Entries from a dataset

+++++

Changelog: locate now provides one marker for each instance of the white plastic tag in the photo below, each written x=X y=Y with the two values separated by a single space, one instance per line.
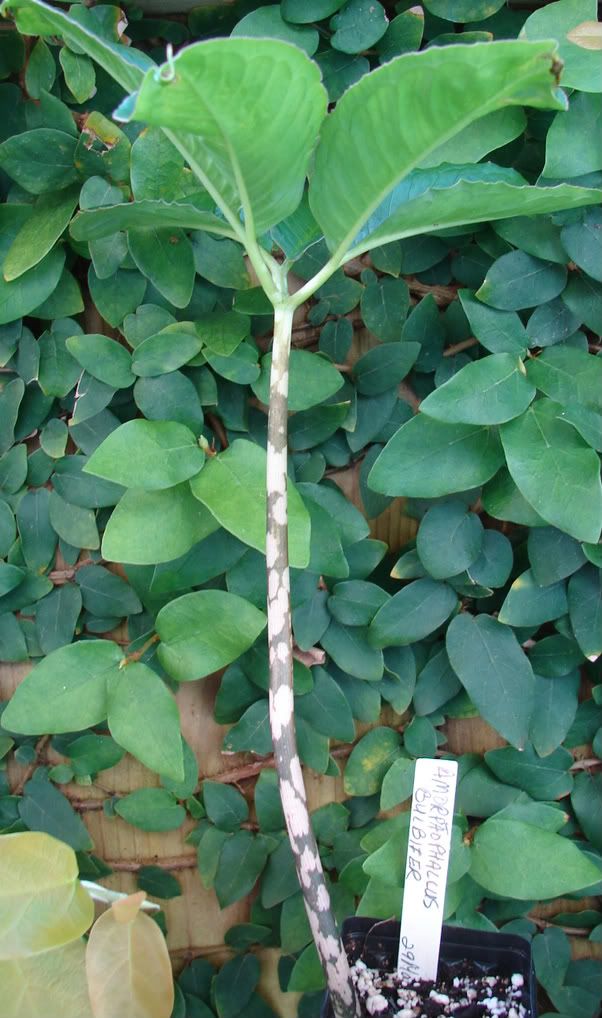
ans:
x=426 y=868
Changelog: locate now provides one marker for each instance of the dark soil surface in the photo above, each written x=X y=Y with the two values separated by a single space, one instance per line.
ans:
x=463 y=992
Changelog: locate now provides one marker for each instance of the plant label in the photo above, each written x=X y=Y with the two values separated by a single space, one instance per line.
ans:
x=426 y=868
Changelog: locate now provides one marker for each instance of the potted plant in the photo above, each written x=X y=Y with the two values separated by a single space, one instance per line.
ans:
x=278 y=173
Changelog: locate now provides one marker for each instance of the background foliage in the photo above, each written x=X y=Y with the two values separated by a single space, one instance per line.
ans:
x=493 y=331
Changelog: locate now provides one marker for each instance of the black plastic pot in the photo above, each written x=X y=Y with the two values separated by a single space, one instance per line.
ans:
x=494 y=954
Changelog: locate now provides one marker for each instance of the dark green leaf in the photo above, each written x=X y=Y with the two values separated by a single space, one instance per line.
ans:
x=506 y=859
x=518 y=280
x=554 y=469
x=412 y=614
x=197 y=635
x=78 y=700
x=428 y=458
x=158 y=883
x=151 y=809
x=496 y=674
x=131 y=533
x=449 y=540
x=43 y=807
x=144 y=719
x=232 y=487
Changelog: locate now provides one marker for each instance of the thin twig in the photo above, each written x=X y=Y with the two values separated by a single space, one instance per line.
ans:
x=170 y=862
x=407 y=394
x=458 y=347
x=590 y=765
x=60 y=576
x=571 y=930
x=40 y=747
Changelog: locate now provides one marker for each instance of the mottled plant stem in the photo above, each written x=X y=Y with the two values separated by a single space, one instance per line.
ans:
x=292 y=792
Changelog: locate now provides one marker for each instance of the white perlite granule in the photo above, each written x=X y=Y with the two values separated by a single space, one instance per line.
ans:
x=384 y=995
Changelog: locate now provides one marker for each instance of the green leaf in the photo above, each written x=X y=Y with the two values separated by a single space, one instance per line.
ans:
x=43 y=904
x=481 y=137
x=554 y=711
x=581 y=67
x=43 y=807
x=165 y=257
x=225 y=806
x=348 y=647
x=234 y=983
x=397 y=783
x=518 y=280
x=41 y=70
x=585 y=609
x=463 y=10
x=158 y=883
x=383 y=366
x=567 y=376
x=545 y=779
x=486 y=392
x=551 y=957
x=583 y=297
x=427 y=458
x=371 y=758
x=255 y=164
x=103 y=358
x=268 y=22
x=354 y=603
x=72 y=523
x=118 y=295
x=198 y=636
x=384 y=306
x=78 y=73
x=506 y=859
x=41 y=703
x=462 y=194
x=151 y=809
x=252 y=733
x=582 y=120
x=528 y=604
x=413 y=613
x=553 y=555
x=232 y=487
x=94 y=224
x=40 y=231
x=312 y=380
x=57 y=616
x=586 y=799
x=493 y=75
x=147 y=454
x=53 y=980
x=132 y=535
x=40 y=160
x=497 y=676
x=125 y=65
x=240 y=863
x=449 y=540
x=144 y=719
x=502 y=500
x=34 y=286
x=583 y=242
x=555 y=470
x=326 y=709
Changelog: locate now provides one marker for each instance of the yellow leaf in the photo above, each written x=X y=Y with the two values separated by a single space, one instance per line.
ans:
x=588 y=35
x=128 y=969
x=42 y=902
x=126 y=909
x=50 y=983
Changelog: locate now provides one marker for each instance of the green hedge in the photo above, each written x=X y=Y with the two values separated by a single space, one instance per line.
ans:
x=495 y=610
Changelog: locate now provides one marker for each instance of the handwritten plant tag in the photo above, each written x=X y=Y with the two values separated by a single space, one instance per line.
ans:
x=426 y=868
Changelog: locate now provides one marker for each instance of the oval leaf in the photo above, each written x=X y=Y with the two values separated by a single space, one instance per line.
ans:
x=128 y=968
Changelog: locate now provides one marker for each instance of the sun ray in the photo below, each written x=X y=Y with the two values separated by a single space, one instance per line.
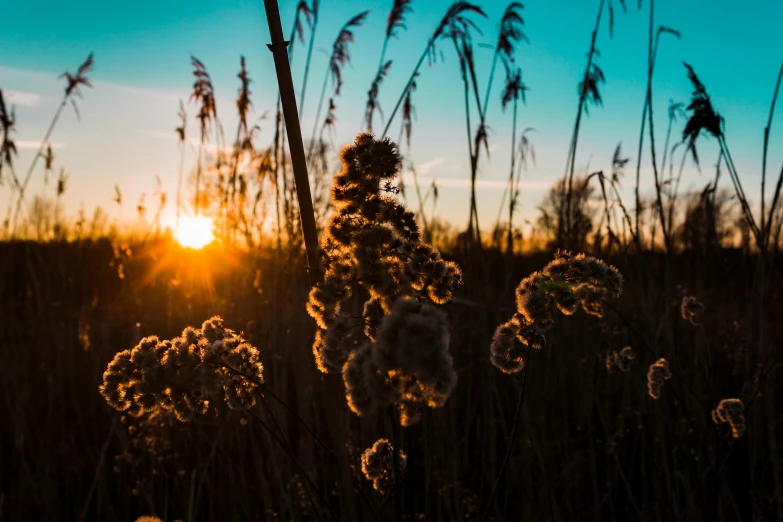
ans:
x=195 y=232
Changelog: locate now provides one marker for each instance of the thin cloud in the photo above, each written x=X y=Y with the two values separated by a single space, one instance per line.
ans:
x=426 y=167
x=28 y=144
x=481 y=184
x=22 y=99
x=172 y=135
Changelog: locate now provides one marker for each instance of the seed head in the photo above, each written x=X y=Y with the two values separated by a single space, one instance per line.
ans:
x=731 y=411
x=658 y=373
x=621 y=360
x=397 y=351
x=691 y=309
x=378 y=463
x=187 y=374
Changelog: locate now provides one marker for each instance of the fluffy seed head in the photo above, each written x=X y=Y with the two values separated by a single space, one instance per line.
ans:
x=378 y=465
x=731 y=411
x=658 y=374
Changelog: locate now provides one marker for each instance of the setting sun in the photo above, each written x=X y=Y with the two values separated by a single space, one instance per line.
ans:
x=195 y=232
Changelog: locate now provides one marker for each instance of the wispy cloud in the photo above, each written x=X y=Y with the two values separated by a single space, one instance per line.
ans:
x=29 y=144
x=23 y=99
x=193 y=143
x=426 y=167
x=481 y=184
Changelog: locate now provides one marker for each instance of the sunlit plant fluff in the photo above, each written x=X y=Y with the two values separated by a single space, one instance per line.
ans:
x=377 y=465
x=187 y=374
x=731 y=411
x=394 y=350
x=566 y=283
x=621 y=360
x=658 y=374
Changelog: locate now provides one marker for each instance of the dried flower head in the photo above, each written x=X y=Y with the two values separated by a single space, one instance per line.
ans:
x=187 y=374
x=566 y=283
x=378 y=463
x=731 y=411
x=395 y=349
x=659 y=373
x=691 y=309
x=621 y=360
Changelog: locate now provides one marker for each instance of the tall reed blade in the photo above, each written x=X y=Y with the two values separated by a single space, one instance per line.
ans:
x=288 y=100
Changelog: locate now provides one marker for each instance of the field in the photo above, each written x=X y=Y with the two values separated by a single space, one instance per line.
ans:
x=407 y=368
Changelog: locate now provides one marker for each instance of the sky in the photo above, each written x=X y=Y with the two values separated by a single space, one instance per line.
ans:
x=125 y=134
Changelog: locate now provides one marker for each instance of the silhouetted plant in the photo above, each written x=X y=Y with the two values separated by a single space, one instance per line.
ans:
x=394 y=22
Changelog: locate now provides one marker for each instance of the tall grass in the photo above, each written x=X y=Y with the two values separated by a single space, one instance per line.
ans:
x=662 y=405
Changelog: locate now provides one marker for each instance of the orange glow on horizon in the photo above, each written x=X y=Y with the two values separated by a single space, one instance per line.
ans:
x=195 y=232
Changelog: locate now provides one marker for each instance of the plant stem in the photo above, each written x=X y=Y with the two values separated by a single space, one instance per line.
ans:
x=510 y=446
x=316 y=9
x=575 y=135
x=764 y=162
x=288 y=99
x=408 y=85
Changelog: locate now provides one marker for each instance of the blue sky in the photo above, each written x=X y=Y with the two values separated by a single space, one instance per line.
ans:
x=142 y=69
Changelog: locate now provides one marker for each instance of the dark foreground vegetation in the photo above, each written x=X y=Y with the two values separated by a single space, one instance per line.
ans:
x=591 y=443
x=497 y=379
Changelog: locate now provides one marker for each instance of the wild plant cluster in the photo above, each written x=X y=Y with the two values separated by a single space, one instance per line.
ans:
x=599 y=449
x=565 y=284
x=657 y=375
x=378 y=465
x=395 y=350
x=187 y=375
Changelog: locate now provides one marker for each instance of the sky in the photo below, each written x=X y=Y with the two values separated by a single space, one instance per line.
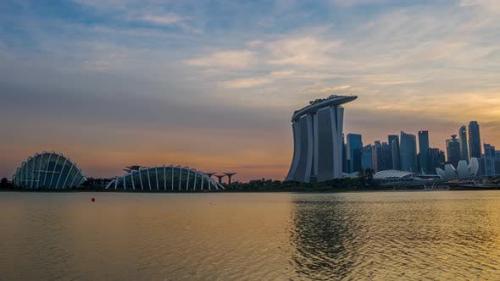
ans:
x=213 y=84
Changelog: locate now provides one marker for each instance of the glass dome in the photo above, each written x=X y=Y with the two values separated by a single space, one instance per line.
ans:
x=164 y=179
x=48 y=170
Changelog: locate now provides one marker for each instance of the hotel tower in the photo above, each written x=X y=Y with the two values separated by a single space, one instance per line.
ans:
x=318 y=145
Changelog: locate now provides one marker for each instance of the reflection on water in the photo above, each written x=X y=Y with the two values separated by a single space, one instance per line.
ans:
x=394 y=236
x=264 y=236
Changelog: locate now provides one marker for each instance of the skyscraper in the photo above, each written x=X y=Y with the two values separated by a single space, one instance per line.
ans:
x=395 y=155
x=437 y=159
x=377 y=156
x=464 y=146
x=408 y=149
x=474 y=140
x=317 y=135
x=367 y=158
x=497 y=163
x=386 y=157
x=453 y=150
x=423 y=151
x=354 y=148
x=489 y=160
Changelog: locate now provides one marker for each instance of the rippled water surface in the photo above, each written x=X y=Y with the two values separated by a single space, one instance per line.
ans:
x=264 y=236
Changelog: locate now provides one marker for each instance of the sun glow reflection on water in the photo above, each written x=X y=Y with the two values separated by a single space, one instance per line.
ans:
x=250 y=236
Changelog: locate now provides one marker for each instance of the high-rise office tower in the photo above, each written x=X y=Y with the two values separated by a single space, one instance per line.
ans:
x=464 y=146
x=345 y=162
x=386 y=157
x=489 y=160
x=408 y=150
x=453 y=150
x=437 y=159
x=377 y=156
x=317 y=136
x=497 y=163
x=354 y=147
x=367 y=158
x=395 y=154
x=423 y=151
x=474 y=140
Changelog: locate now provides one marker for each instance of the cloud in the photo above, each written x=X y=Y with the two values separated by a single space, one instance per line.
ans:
x=303 y=51
x=246 y=82
x=231 y=59
x=161 y=19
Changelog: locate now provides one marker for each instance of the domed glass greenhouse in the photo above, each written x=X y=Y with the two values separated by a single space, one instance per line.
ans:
x=48 y=170
x=164 y=179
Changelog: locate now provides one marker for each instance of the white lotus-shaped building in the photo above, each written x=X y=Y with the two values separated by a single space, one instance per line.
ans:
x=463 y=170
x=164 y=179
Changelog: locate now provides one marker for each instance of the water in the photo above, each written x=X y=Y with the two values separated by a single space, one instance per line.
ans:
x=259 y=236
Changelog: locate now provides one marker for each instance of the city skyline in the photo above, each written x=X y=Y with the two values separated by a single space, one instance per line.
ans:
x=212 y=85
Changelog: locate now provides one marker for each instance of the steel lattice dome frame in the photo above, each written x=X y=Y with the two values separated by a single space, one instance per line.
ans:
x=164 y=179
x=48 y=170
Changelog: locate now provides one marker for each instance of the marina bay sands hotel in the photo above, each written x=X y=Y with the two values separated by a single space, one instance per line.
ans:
x=317 y=137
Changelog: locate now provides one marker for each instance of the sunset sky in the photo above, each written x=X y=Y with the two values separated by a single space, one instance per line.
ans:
x=213 y=84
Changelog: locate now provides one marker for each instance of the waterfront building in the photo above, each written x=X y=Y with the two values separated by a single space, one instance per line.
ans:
x=317 y=134
x=463 y=171
x=408 y=150
x=164 y=179
x=474 y=140
x=464 y=146
x=386 y=157
x=395 y=154
x=48 y=170
x=453 y=150
x=497 y=162
x=437 y=158
x=377 y=156
x=489 y=160
x=354 y=149
x=423 y=149
x=367 y=158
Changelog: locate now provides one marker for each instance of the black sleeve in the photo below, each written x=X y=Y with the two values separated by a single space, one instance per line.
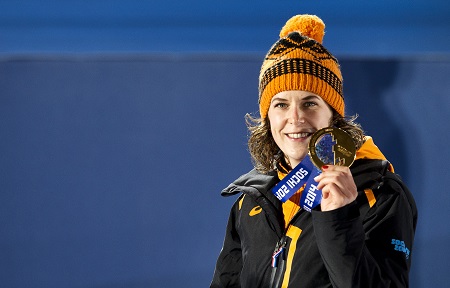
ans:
x=373 y=250
x=229 y=262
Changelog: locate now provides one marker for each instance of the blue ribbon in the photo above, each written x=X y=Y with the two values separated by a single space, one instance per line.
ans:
x=302 y=174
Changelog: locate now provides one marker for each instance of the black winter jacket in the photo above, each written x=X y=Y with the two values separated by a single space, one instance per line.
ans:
x=366 y=244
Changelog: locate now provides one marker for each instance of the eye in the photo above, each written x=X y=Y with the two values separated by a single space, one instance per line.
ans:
x=280 y=105
x=309 y=104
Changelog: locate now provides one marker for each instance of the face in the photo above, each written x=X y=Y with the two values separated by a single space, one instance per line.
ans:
x=294 y=116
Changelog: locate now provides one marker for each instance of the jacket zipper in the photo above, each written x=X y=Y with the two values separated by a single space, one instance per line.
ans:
x=279 y=257
x=278 y=262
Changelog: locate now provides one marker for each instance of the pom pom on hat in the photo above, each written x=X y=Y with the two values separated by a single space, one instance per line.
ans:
x=299 y=61
x=308 y=25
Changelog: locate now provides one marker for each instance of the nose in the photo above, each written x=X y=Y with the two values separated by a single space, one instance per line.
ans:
x=295 y=115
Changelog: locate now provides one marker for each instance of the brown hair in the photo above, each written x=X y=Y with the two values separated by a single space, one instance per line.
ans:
x=267 y=156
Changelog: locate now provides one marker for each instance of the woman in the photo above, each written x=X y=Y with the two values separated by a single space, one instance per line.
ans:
x=361 y=234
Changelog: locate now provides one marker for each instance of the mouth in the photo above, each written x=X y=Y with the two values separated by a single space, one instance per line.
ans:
x=299 y=135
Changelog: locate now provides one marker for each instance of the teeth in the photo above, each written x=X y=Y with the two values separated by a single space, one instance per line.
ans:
x=298 y=135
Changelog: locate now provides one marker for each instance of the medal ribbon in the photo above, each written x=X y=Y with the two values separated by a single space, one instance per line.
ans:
x=302 y=174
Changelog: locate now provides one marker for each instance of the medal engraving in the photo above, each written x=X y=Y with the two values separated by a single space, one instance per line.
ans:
x=332 y=146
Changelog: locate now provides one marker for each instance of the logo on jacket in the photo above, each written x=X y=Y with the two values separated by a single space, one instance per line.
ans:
x=255 y=211
x=400 y=246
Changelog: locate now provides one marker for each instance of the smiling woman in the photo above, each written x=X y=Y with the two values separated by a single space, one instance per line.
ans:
x=346 y=240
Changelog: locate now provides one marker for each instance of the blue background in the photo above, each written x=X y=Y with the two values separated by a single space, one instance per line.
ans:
x=121 y=121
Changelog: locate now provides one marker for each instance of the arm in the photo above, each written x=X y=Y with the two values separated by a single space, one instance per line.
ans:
x=359 y=254
x=229 y=262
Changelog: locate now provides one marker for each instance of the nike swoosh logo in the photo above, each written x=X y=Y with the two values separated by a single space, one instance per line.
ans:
x=255 y=211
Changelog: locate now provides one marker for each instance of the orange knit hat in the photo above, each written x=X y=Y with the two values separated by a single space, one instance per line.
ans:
x=298 y=61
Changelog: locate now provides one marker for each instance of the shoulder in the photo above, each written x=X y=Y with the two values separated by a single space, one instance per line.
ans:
x=252 y=182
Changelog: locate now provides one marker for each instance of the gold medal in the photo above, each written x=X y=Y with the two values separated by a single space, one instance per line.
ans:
x=332 y=146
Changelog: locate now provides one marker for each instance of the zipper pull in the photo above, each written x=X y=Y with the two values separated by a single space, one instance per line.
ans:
x=279 y=250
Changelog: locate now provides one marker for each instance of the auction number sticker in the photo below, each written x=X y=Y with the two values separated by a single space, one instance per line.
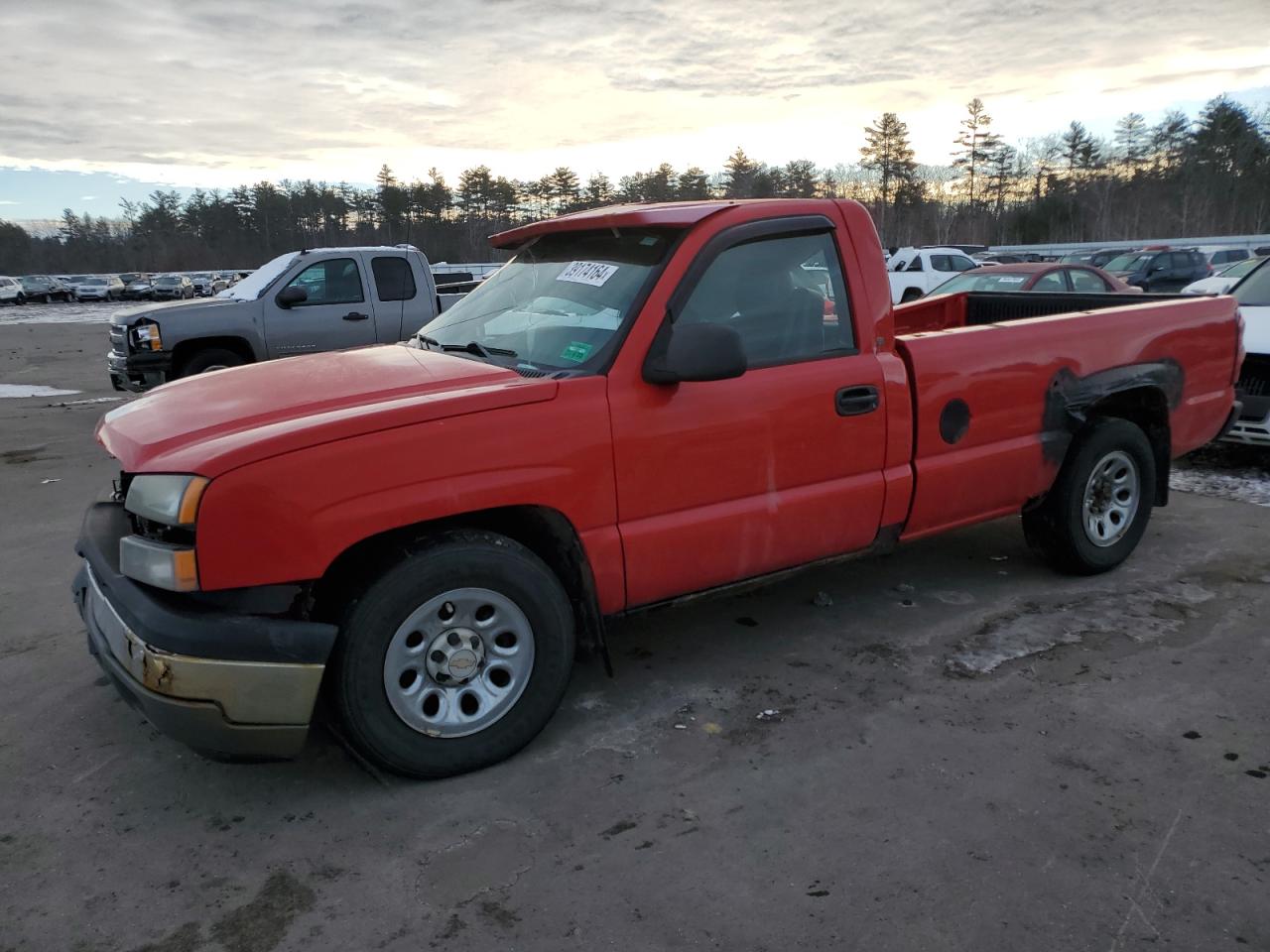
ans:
x=588 y=273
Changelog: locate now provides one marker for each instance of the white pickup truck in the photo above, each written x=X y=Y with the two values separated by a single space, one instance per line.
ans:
x=915 y=272
x=1254 y=388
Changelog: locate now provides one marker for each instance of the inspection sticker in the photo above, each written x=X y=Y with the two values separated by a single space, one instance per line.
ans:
x=588 y=273
x=576 y=352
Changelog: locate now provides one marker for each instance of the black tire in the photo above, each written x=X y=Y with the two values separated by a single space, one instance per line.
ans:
x=1057 y=527
x=213 y=358
x=451 y=560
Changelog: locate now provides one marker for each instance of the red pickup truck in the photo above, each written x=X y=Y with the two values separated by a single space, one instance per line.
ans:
x=645 y=403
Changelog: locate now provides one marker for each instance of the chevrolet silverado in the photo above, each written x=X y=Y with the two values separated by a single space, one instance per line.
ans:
x=647 y=403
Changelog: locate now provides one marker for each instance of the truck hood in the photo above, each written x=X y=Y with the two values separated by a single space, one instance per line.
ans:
x=221 y=420
x=160 y=309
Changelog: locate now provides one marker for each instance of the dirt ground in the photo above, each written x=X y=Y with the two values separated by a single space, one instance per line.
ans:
x=949 y=748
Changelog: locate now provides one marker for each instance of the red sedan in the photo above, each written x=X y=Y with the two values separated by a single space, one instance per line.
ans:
x=1052 y=277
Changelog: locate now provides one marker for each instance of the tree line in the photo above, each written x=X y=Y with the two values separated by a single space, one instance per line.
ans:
x=1178 y=177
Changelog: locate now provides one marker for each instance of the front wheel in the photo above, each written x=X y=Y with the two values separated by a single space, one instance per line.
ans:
x=1098 y=507
x=454 y=657
x=213 y=358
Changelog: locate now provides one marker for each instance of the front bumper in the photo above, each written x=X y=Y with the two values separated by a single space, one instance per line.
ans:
x=222 y=683
x=1252 y=425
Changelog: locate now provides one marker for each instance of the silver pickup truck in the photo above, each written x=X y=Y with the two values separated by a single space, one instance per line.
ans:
x=302 y=302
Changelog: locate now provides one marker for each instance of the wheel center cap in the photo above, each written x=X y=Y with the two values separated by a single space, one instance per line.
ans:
x=454 y=656
x=462 y=664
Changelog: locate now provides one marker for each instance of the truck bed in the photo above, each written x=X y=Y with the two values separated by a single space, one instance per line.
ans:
x=1000 y=382
x=976 y=307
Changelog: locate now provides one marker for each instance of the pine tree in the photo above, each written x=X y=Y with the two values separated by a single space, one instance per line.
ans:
x=888 y=153
x=1132 y=141
x=694 y=184
x=975 y=143
x=740 y=172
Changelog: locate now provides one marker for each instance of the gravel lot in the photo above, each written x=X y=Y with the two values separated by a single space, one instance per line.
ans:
x=949 y=748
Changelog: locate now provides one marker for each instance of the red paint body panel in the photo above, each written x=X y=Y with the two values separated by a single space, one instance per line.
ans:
x=1003 y=372
x=671 y=489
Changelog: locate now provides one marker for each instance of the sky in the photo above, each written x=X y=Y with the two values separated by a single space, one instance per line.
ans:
x=214 y=94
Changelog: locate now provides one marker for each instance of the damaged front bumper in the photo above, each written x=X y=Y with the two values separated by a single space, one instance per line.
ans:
x=139 y=372
x=222 y=683
x=1251 y=424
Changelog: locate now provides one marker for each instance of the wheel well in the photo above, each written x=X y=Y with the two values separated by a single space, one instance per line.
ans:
x=1148 y=409
x=545 y=532
x=186 y=349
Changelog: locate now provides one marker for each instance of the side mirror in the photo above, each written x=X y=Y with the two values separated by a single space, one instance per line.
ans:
x=695 y=352
x=294 y=295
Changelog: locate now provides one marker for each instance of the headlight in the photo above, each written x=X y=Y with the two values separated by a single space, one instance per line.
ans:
x=145 y=336
x=159 y=563
x=169 y=499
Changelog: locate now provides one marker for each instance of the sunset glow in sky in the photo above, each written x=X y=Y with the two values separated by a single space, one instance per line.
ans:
x=218 y=94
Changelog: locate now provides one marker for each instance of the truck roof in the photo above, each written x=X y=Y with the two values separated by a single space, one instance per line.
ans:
x=667 y=214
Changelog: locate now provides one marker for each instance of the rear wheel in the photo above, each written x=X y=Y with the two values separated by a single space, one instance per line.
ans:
x=1098 y=507
x=454 y=657
x=213 y=358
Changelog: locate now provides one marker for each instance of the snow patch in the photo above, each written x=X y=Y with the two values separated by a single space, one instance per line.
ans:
x=1247 y=485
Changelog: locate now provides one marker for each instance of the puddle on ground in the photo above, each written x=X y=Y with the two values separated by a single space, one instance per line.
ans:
x=21 y=390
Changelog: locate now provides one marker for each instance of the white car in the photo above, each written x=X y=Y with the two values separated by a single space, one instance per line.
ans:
x=915 y=271
x=1223 y=280
x=10 y=293
x=104 y=289
x=1254 y=388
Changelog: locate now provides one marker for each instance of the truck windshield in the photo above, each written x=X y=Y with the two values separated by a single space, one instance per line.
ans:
x=561 y=302
x=255 y=284
x=1254 y=291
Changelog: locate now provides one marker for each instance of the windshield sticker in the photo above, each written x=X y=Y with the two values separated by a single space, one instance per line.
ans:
x=588 y=273
x=576 y=352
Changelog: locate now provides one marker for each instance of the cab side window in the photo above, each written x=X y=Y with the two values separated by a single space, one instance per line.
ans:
x=335 y=281
x=1086 y=282
x=393 y=278
x=1051 y=284
x=785 y=298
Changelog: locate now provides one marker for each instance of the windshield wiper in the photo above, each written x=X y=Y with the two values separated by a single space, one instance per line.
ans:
x=475 y=347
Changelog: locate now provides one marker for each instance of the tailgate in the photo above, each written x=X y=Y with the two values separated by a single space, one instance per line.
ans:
x=994 y=404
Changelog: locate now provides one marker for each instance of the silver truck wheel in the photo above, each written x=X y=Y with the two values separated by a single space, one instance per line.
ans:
x=1111 y=498
x=458 y=662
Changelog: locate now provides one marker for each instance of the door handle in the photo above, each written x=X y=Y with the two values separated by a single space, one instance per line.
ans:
x=853 y=402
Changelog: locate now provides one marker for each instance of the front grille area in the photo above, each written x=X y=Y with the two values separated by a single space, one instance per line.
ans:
x=1255 y=376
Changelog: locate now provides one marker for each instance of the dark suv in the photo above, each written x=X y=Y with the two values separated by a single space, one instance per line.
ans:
x=1160 y=271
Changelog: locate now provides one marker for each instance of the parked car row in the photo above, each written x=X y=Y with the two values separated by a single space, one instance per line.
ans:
x=130 y=286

+++++

** Goal **
Starting at the beginning of the listing and ending at the line that contains "x=463 y=992", reproduce those lines with the requests included, scaling every coordinate in the answers by 2.25 and rounding to whole numbers, with halves rounded up. Leave the pictures out.

** Response **
Changelog: locate now provides one marker for each instance of the white plastic tag in the photo below, each written x=X y=Y with the two values separated by a single space, one instance per line.
ans:
x=959 y=1953
Changelog: locate now provides one marker for each instance of the dark soil surface in the photo above, each written x=X y=Y with the two values separated by a single space, one instance per line.
ans:
x=1042 y=2232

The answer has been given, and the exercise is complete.